(Rows from a point labeling set)

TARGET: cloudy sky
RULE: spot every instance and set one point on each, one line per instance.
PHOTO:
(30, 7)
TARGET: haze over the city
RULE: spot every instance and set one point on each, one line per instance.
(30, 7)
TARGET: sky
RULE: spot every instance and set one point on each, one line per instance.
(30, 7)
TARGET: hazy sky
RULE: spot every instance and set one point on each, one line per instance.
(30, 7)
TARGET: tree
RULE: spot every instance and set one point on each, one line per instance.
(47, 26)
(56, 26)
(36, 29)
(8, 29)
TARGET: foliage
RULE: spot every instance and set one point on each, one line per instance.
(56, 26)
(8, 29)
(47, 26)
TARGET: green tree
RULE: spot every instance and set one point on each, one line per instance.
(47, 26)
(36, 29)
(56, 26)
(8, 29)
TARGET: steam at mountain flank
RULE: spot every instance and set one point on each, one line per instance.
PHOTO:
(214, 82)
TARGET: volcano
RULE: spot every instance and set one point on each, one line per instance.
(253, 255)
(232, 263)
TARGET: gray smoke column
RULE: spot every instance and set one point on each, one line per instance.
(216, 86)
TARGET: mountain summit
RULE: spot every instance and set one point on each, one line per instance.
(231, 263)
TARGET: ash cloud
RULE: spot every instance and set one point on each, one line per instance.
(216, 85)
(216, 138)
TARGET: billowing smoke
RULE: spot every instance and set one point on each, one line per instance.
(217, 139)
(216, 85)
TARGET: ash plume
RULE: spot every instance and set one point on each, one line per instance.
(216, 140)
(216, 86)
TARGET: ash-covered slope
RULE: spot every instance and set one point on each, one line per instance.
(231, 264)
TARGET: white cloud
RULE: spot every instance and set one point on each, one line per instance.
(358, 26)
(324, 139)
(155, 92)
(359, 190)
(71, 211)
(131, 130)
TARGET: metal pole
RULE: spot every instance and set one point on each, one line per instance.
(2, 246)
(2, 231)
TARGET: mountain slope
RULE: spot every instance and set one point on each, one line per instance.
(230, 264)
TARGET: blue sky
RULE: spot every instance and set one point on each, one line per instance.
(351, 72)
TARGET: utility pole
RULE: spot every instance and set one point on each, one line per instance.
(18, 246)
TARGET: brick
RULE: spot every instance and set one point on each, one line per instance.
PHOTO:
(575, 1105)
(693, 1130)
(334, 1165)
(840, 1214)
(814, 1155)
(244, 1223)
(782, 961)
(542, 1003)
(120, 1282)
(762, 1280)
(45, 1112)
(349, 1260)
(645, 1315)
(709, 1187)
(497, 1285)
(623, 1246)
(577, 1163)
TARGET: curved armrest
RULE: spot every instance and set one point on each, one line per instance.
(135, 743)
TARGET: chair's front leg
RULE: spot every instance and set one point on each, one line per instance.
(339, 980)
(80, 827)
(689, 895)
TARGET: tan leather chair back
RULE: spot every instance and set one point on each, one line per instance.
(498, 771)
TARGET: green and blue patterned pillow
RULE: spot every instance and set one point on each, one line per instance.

[WORK TO DO]:
Rewrite the stretch from the row containing "TARGET: chair's front leg" through the end of the rows, keeping the requests as they are and increasing every point coordinate in the answers by 43.

[CORRECT RESPONSE]:
TARGET: chair's front leg
RULE: spot every instance and set one point on each, one line per instance.
(382, 1023)
(123, 870)
(732, 938)
TARGET: tan leather chair back
RULE: spot every instance and set one point on each, one line per instance.
(541, 814)
TARGET: green and blue patterned pillow
RULE: spot every instance and set one point on each, one line per instance.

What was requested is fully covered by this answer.